What is being asked
Convert the items below into a Markdown table with two columns, Row and Text, giving each line its own numbered row. Skip blank lines and leave the pictures out.

::::::::

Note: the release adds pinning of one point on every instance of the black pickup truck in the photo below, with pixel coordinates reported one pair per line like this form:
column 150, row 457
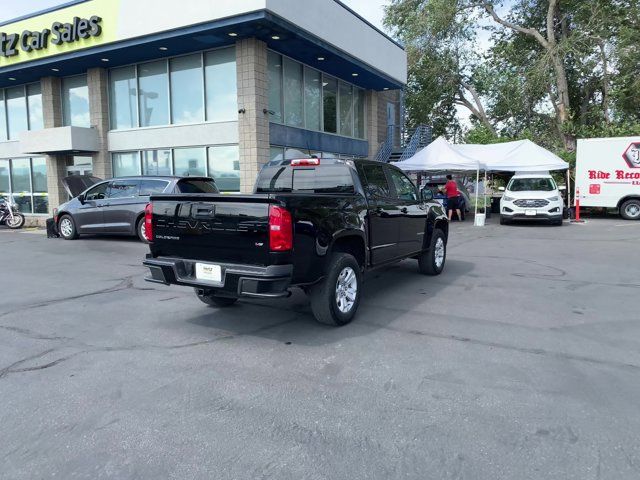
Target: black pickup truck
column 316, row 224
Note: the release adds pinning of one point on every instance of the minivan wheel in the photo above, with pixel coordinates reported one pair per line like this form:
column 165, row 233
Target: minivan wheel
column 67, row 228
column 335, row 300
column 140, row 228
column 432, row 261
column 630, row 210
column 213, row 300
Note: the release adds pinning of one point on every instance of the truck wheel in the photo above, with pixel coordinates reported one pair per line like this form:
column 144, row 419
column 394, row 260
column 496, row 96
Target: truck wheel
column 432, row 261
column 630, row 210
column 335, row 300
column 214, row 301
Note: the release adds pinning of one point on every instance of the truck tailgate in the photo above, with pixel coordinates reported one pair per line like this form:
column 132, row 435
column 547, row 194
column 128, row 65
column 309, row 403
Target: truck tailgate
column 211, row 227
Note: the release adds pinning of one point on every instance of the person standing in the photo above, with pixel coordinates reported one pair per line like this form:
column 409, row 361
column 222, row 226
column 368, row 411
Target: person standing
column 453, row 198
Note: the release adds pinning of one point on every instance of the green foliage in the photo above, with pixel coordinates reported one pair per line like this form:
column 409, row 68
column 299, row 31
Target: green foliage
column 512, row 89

::::::::

Result for this exercise
| Row | Text |
|---|---|
| 1 | Note: the release adds pinning of one point on every instance of the black pickup truck in the photo below, with pixel coordinates reported one pair per line like this form: |
| 2 | column 150, row 457 |
| 3 | Target: black pickup truck |
| 4 | column 316, row 224 |
| 5 | Note: the release adds pinning of one point on every instance of the minivan wheel in the photo above, with pixel coordinates reported one pair per line like this form: |
| 6 | column 165, row 233 |
| 7 | Target: minivan wheel |
| 8 | column 67, row 228 |
| 9 | column 335, row 300 |
| 10 | column 140, row 228 |
| 11 | column 432, row 261 |
| 12 | column 630, row 210 |
| 13 | column 213, row 300 |
| 14 | Note: the release adds pinning of one point on every instance of the truck wheel in the photo above, with pixel coordinates reported one pair per line like this form: |
| 15 | column 144, row 419 |
| 16 | column 394, row 260 |
| 17 | column 496, row 96 |
| 18 | Target: truck wheel |
| 19 | column 432, row 261 |
| 20 | column 630, row 210 |
| 21 | column 335, row 300 |
| 22 | column 214, row 301 |
| 23 | Note: the release adds pinning of one point on every instance of the truck tailgate in the photo above, with pixel coordinates reported one pair per line like this form: |
| 24 | column 132, row 435 |
| 25 | column 547, row 194 |
| 26 | column 128, row 65 |
| 27 | column 309, row 403 |
| 28 | Target: truck tailgate |
| 29 | column 211, row 227 |
| 30 | Note: the release adds pinning of one point on every instance of the person standing in the photo above, with pixel coordinates reported one pair per line like this form: |
| 31 | column 409, row 361 |
| 32 | column 222, row 226 |
| 33 | column 368, row 411 |
| 34 | Target: person standing |
| 35 | column 453, row 198 |
| 36 | Note: the release adds pinning of one point on every instance of the green foliage in the photo above, with pixel coordinates reported one pair per line like this form: |
| 37 | column 409, row 68 |
| 38 | column 299, row 31 |
| 39 | Target: green foliage |
| 40 | column 512, row 89 |